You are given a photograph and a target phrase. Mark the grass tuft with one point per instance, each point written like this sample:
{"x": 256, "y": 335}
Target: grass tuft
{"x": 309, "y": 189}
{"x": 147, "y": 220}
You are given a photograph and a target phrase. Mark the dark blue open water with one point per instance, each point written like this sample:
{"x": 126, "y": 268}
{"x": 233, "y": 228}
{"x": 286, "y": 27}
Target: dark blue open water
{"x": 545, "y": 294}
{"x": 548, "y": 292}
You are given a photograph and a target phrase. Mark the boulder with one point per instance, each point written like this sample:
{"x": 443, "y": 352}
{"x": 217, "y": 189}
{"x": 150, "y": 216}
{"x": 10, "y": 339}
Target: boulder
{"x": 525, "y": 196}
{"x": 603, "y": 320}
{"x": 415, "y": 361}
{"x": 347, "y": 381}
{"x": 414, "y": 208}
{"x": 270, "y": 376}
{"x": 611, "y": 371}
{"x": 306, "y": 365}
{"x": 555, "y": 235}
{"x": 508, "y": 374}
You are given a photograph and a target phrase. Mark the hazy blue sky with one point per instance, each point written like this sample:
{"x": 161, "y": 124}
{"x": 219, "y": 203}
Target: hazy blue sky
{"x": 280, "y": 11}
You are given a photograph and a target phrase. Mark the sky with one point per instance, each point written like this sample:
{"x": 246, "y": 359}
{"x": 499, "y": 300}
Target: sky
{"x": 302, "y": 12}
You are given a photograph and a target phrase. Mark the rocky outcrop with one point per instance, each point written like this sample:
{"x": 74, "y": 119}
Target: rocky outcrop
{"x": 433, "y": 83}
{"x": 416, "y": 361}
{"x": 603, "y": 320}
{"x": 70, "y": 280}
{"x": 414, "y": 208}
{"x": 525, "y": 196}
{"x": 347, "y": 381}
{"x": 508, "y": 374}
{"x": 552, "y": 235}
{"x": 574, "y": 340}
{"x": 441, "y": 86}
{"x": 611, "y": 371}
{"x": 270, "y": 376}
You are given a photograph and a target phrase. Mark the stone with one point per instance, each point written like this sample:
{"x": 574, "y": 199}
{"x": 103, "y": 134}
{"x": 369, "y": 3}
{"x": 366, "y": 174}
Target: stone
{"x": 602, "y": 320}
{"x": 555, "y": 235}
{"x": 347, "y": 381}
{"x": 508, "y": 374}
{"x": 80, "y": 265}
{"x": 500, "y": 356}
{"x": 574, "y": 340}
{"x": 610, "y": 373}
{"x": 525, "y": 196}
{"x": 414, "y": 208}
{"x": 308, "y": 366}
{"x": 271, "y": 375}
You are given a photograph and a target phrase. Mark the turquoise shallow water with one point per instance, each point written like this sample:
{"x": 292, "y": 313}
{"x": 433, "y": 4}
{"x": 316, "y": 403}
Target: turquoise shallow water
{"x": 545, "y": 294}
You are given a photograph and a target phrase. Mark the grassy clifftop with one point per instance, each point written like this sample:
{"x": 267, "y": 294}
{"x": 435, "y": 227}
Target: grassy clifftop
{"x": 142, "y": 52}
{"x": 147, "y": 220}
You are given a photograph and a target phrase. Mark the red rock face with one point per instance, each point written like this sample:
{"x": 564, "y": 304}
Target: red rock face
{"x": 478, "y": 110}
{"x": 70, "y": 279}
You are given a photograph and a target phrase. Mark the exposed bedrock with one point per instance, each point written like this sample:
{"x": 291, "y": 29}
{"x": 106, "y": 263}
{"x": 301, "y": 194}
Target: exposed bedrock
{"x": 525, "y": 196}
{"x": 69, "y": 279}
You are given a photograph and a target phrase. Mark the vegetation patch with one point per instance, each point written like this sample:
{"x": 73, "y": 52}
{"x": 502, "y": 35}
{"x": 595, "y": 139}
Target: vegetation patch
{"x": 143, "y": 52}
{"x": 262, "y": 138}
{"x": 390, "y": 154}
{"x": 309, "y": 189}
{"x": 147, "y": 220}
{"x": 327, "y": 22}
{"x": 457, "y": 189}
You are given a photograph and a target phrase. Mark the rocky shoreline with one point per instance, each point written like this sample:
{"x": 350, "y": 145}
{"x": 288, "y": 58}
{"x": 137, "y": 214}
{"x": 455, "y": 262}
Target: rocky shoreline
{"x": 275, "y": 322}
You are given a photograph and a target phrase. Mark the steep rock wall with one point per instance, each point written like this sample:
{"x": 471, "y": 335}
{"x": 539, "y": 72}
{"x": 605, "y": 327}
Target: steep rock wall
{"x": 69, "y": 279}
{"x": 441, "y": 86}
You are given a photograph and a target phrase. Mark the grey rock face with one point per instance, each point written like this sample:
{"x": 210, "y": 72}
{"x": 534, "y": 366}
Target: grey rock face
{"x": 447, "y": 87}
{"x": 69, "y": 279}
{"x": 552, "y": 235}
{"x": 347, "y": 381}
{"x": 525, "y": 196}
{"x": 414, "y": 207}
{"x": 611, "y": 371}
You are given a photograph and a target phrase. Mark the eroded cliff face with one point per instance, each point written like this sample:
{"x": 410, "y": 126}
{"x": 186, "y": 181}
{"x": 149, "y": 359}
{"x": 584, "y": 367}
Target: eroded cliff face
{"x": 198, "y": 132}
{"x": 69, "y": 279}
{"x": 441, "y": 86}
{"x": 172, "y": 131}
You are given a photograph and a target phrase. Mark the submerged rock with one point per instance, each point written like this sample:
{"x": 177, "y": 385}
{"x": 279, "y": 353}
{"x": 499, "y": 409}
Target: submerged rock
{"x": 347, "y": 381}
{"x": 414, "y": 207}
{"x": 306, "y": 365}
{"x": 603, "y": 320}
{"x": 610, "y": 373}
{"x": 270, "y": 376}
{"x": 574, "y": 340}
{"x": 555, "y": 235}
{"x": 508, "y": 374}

= = = = =

== Your goal ==
The answer must be a word-for-word transcription of every record above.

== Completed task ==
You are given a photograph and a target phrase. Mark the grass tuft with one point per instance, each point written like this sample:
{"x": 256, "y": 335}
Target: grass tuft
{"x": 309, "y": 189}
{"x": 147, "y": 220}
You are given a photograph and a target phrase. Mark the dark blue open water with one point per instance, each point written like this sample:
{"x": 126, "y": 268}
{"x": 233, "y": 228}
{"x": 286, "y": 27}
Target: dark blue open water
{"x": 545, "y": 294}
{"x": 548, "y": 292}
You are given a photograph and a target phrase. Mark the boulder with one point per instance, each point written like this sample:
{"x": 443, "y": 352}
{"x": 217, "y": 189}
{"x": 150, "y": 216}
{"x": 10, "y": 339}
Target: boulder
{"x": 525, "y": 196}
{"x": 603, "y": 320}
{"x": 415, "y": 361}
{"x": 347, "y": 381}
{"x": 414, "y": 208}
{"x": 270, "y": 376}
{"x": 611, "y": 371}
{"x": 306, "y": 365}
{"x": 555, "y": 235}
{"x": 508, "y": 374}
You are given a photograph and a target phrase. Mark the hazy blue sky with one point per instance, each point written like this sample:
{"x": 161, "y": 124}
{"x": 219, "y": 203}
Target: hazy blue sky
{"x": 280, "y": 11}
You are given a photograph and a target phrase. Mark the sky with one point per instance, each point written like this sample:
{"x": 246, "y": 359}
{"x": 499, "y": 300}
Target: sky
{"x": 302, "y": 12}
You are given a photograph and a target phrase. Mark the rocky outcrop with one point per instance, each point written like this sample:
{"x": 74, "y": 119}
Target: rocky outcrop
{"x": 433, "y": 83}
{"x": 416, "y": 361}
{"x": 603, "y": 320}
{"x": 70, "y": 280}
{"x": 414, "y": 208}
{"x": 525, "y": 196}
{"x": 347, "y": 381}
{"x": 508, "y": 374}
{"x": 552, "y": 235}
{"x": 574, "y": 340}
{"x": 441, "y": 86}
{"x": 611, "y": 371}
{"x": 270, "y": 376}
You are given a photograph and a target phrase. Mark the stone with one point per instance, each point written like this sample:
{"x": 574, "y": 199}
{"x": 103, "y": 134}
{"x": 369, "y": 3}
{"x": 366, "y": 174}
Target: stone
{"x": 602, "y": 320}
{"x": 555, "y": 235}
{"x": 347, "y": 381}
{"x": 508, "y": 374}
{"x": 80, "y": 265}
{"x": 500, "y": 356}
{"x": 574, "y": 340}
{"x": 610, "y": 373}
{"x": 525, "y": 196}
{"x": 414, "y": 208}
{"x": 308, "y": 366}
{"x": 271, "y": 375}
You are given a photograph and a target phrase. Mark the turquoise shallow water with one point per instance, each point written like this sample:
{"x": 292, "y": 313}
{"x": 433, "y": 4}
{"x": 316, "y": 403}
Target: turquoise shallow water
{"x": 545, "y": 294}
You are given a photograph and a target phrase. Mark the grassy clifftop with one point per instance, each point written like this sample:
{"x": 267, "y": 294}
{"x": 435, "y": 227}
Target: grassy clifftop
{"x": 142, "y": 52}
{"x": 147, "y": 220}
You are given a photograph and a target phrase. Mark the red rock face with one point per instance, each point written like this sample:
{"x": 564, "y": 304}
Target: red rock face
{"x": 478, "y": 110}
{"x": 70, "y": 279}
You are given a photograph and a target phrase. Mark the exposed bedrock with one point per instance, each point written like this sample:
{"x": 291, "y": 29}
{"x": 106, "y": 263}
{"x": 301, "y": 194}
Target: exposed bedrock
{"x": 525, "y": 196}
{"x": 69, "y": 279}
You are given a photograph and a target phrase. Mark the vegetation patch with one point per instance, each point written like this sample:
{"x": 73, "y": 52}
{"x": 502, "y": 35}
{"x": 595, "y": 139}
Target: vegetation patch
{"x": 143, "y": 52}
{"x": 262, "y": 138}
{"x": 390, "y": 154}
{"x": 309, "y": 189}
{"x": 147, "y": 220}
{"x": 327, "y": 22}
{"x": 457, "y": 189}
You are given a photograph and a target phrase. Mark the rocky shoreline with one point per instance, each point written like this sample:
{"x": 350, "y": 145}
{"x": 288, "y": 58}
{"x": 137, "y": 214}
{"x": 455, "y": 262}
Target: rocky shoreline
{"x": 275, "y": 322}
You are given a photograph and a target phrase. Mark the steep rock wall with one point per instance, each point written like this sample:
{"x": 471, "y": 335}
{"x": 539, "y": 72}
{"x": 605, "y": 327}
Target: steep rock wall
{"x": 69, "y": 279}
{"x": 441, "y": 86}
You are given a photograph and a target phrase. Mark the grey rock face with one point per instance, each point written like this sample:
{"x": 210, "y": 72}
{"x": 534, "y": 366}
Target: grey rock face
{"x": 447, "y": 87}
{"x": 69, "y": 279}
{"x": 552, "y": 235}
{"x": 347, "y": 381}
{"x": 525, "y": 196}
{"x": 414, "y": 207}
{"x": 611, "y": 371}
You are given a photograph and a target phrase. Mark the eroded cliff face with one point per instance, each point written like this sample:
{"x": 410, "y": 126}
{"x": 186, "y": 181}
{"x": 149, "y": 359}
{"x": 584, "y": 367}
Target: eroded cliff face
{"x": 198, "y": 132}
{"x": 69, "y": 279}
{"x": 441, "y": 86}
{"x": 172, "y": 131}
You are given a photograph and a target phrase. Mark the submerged rock with one point per instance, each point written like this sample:
{"x": 177, "y": 385}
{"x": 279, "y": 353}
{"x": 499, "y": 409}
Target: submerged rock
{"x": 347, "y": 381}
{"x": 414, "y": 207}
{"x": 306, "y": 365}
{"x": 603, "y": 320}
{"x": 610, "y": 373}
{"x": 270, "y": 376}
{"x": 574, "y": 340}
{"x": 555, "y": 235}
{"x": 508, "y": 374}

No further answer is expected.